> [DATA ENTRIES]:
╭──

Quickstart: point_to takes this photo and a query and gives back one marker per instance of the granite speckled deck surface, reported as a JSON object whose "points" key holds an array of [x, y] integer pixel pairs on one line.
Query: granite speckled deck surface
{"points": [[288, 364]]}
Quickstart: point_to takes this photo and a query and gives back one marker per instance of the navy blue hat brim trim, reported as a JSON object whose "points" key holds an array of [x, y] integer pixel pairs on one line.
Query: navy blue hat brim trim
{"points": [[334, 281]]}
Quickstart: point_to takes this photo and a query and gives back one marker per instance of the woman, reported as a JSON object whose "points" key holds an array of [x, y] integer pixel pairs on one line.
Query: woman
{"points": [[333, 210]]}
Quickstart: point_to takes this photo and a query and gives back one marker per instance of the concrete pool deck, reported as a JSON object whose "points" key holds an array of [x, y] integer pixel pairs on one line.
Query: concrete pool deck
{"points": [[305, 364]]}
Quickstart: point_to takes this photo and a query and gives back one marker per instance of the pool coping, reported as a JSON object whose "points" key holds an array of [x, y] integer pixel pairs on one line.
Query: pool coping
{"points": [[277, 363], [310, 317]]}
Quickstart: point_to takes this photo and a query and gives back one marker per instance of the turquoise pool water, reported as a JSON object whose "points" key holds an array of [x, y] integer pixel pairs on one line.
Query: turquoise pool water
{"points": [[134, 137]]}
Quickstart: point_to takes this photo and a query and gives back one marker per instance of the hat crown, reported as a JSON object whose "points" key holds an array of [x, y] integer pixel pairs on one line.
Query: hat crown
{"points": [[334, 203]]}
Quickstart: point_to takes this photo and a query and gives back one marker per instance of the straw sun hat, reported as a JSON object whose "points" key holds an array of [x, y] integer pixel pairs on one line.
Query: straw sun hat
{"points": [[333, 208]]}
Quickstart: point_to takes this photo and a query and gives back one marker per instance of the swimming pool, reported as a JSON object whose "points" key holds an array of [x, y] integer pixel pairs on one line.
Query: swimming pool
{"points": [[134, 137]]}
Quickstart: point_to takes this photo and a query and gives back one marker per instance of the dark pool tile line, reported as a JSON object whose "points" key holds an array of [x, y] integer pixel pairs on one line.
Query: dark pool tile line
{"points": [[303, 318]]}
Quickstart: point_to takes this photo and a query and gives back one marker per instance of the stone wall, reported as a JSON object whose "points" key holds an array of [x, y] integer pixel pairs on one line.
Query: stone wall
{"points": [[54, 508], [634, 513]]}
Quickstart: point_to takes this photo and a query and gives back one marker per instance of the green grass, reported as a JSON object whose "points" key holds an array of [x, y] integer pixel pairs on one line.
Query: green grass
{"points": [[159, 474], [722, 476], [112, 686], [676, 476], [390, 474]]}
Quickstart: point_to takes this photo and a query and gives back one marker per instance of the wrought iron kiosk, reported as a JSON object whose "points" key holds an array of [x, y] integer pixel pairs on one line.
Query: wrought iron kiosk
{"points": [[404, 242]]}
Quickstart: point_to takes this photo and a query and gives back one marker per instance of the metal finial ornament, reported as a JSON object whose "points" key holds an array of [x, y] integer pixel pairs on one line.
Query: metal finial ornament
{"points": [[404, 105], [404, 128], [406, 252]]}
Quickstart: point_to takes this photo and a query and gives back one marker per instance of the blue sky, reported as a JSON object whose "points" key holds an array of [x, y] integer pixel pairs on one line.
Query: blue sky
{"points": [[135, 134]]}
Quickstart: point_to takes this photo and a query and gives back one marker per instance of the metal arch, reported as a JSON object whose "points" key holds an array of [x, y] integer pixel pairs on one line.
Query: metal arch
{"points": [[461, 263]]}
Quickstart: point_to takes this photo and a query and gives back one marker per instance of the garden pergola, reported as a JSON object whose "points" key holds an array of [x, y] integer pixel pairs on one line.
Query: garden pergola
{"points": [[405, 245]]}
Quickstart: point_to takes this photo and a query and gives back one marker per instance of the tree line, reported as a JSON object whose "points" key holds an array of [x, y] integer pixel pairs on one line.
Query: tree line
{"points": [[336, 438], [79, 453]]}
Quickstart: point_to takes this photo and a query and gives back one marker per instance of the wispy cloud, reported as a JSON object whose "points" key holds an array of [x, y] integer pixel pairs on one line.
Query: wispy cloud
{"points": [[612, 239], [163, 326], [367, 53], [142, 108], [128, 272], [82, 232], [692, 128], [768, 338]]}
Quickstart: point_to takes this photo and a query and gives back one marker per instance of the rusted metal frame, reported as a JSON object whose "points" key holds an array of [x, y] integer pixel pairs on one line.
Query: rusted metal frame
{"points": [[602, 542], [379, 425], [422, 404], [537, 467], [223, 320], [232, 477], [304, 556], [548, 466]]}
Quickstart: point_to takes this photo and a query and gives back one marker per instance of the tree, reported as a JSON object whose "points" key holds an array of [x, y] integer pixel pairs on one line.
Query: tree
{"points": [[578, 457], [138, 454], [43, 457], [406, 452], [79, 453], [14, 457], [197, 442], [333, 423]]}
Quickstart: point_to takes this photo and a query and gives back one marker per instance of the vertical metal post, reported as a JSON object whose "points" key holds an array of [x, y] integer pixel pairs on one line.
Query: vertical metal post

╰──

> [GIVEN REQUEST]: Go through the records above and retype each one exactly.

> [RESPONSE BELOW]:
Quickstart: point_to takes this photo and a query and gives back one marker per instance of the granite speckled deck surface, reported as a JSON object whose "points" key holds an array of [x, y] integer pixel pairs on one line.
Query: granite speckled deck surface
{"points": [[288, 364]]}
Quickstart: point_to takes this photo and a query and gives back one marker per instance of the navy blue hat brim trim, reported as a JSON object whose "points" key holds an array of [x, y] integer pixel pairs on one line.
Query: navy blue hat brim trim
{"points": [[334, 281]]}
Quickstart: point_to takes this photo and a query and gives back one marker per instance of the woman, reported as a JSON object whose "points" key holds an array of [x, y] integer pixel pairs on one line.
Query: woman
{"points": [[333, 210]]}
Quickstart: point_to takes this photo and a query and gives back one marker per instance of the concrete pool deck, reported as a JSON object whose "points" key holds an array of [x, y] integer pixel pairs on one line.
Query: concrete pool deck
{"points": [[305, 364]]}
Quickstart: point_to takes this photo and a query and gives back one marker per instance of the pool coping, reported as a JSON object whose "points" key holds an array of [x, y] integer pixel pairs on one line.
Query: pool coping
{"points": [[277, 363], [310, 317]]}
Quickstart: point_to takes this photo and a query and gives back one marker per instance of the turquoise pool water, reported as a JSON object whose "points" key holds an array of [x, y] integer pixel pairs on one line.
Query: turquoise pool water
{"points": [[134, 137]]}
Quickstart: point_to takes this photo and a query and gives back one marker per instance of the hat crown, reported as a JSON object whose "points" key holds an array of [x, y] integer pixel pairs on one line.
Query: hat crown
{"points": [[334, 203]]}
Quickstart: point_to takes this photo and a query and gives back one marker per instance of the straw sun hat, reported as a JSON object whose "points" key holds an array of [x, y] integer pixel pairs on one line.
Query: straw sun hat
{"points": [[333, 208]]}
Quickstart: point_to takes this photo and a query and gives back one marker per instance of the swimming pool, reported as a JSON object whose "points" key holds an array of [x, y] integer pixel pairs on one line.
Query: swimming pool
{"points": [[134, 137]]}
Quickstart: point_to takes this photo and a query and gives back one marker per instance of the dark pool tile line, reported as a JSON object whose "points" key holds an array of [x, y] integer pixel pairs on one line.
Query: dark pool tile line
{"points": [[303, 318]]}
Quickstart: point_to takes this photo and a query and gives back one marker per instance of the stone wall, reported as a JSON object whose "points" key holds an array of [x, y] integer pixel pairs on one line.
Query: stone wall
{"points": [[54, 508], [634, 513]]}
Quickstart: point_to takes this photo and a query and gives back one marker per instance of the green grass, reported as a JSON object whose "points" key holds an array of [x, y] integer pixel pairs on one line.
Query: green grass
{"points": [[159, 474], [722, 476], [112, 686], [676, 476], [390, 474]]}
Quickstart: point_to takes this photo and a query and gives back one marker per instance of the wrought iron kiosk, reported as a JSON object whose "points" key holds an array of [x, y] integer pixel pairs on one line.
Query: wrought iron kiosk
{"points": [[404, 242]]}
Quickstart: point_to takes this photo and a query and gives back one marker per instance of the metal finial ornament, reported as a JSON object whose "points" key holds an array of [x, y] integer pixel pairs on one line.
Query: metal finial ornament
{"points": [[404, 105], [404, 128], [406, 252]]}
Quickstart: point_to takes this photo and a query and gives back one marker per instance of the blue sky, reported as a JSON object whose "points" key holds an array of [x, y] integer pixel pairs on one line.
Query: blue sky
{"points": [[135, 134]]}
Quickstart: point_to takes this photo and a query and gives back one marker per instance of the metal arch, reported as a JSON object whose "points" key holds an array of [x, y] integer pixel pairs on one line.
Query: metal arch
{"points": [[461, 263]]}
Quickstart: point_to takes this photo and a query and gives back one marker per instance of the garden pergola, reported as a JSON object whose "points" key holds an array of [x, y] integer pixel pairs on one line.
Query: garden pergola
{"points": [[405, 245]]}
Quickstart: point_to takes this photo and a query and gives back one marker per instance of the tree line, reported as a JSON object whose "points" key holds an array of [x, y] integer pixel pairs on one line.
Query: tree line
{"points": [[336, 438], [79, 453]]}
Quickstart: point_to takes this photo and a query and gives back one marker per instance of the wispy cloud, reported as a JSON object whose "points" key holds an array of [x, y] integer pixel pairs on one line.
Query: wispy cloud
{"points": [[612, 239], [163, 326], [367, 53], [142, 108], [128, 272], [82, 232], [692, 128], [768, 338]]}
Quickstart: point_to takes this photo and a query and gives back one marker per instance of the rusted metal frame, reported as a JSON object whose "points" key holds an array of [x, y] integer pixel pairs on one line.
Query: rusted metal frame
{"points": [[602, 542], [379, 425], [422, 404], [537, 467], [223, 320], [232, 477], [304, 556], [548, 466]]}
Quickstart: point_to takes this photo and a query and gives back one marker per instance of the tree, reported as a JSON object whose "points" key holds an array of [x, y] integer pixel pairs on one line.
Query: tree
{"points": [[578, 457], [138, 454], [43, 457], [406, 452], [79, 453], [14, 457], [197, 442], [333, 423]]}
Quickstart: point_to takes this photo and a query and gives back one marker per instance of the vertical metal post, reported as a JSON object whose "points" key holds an array of [x, y] integer pixel pairs on one line.
Query: vertical metal post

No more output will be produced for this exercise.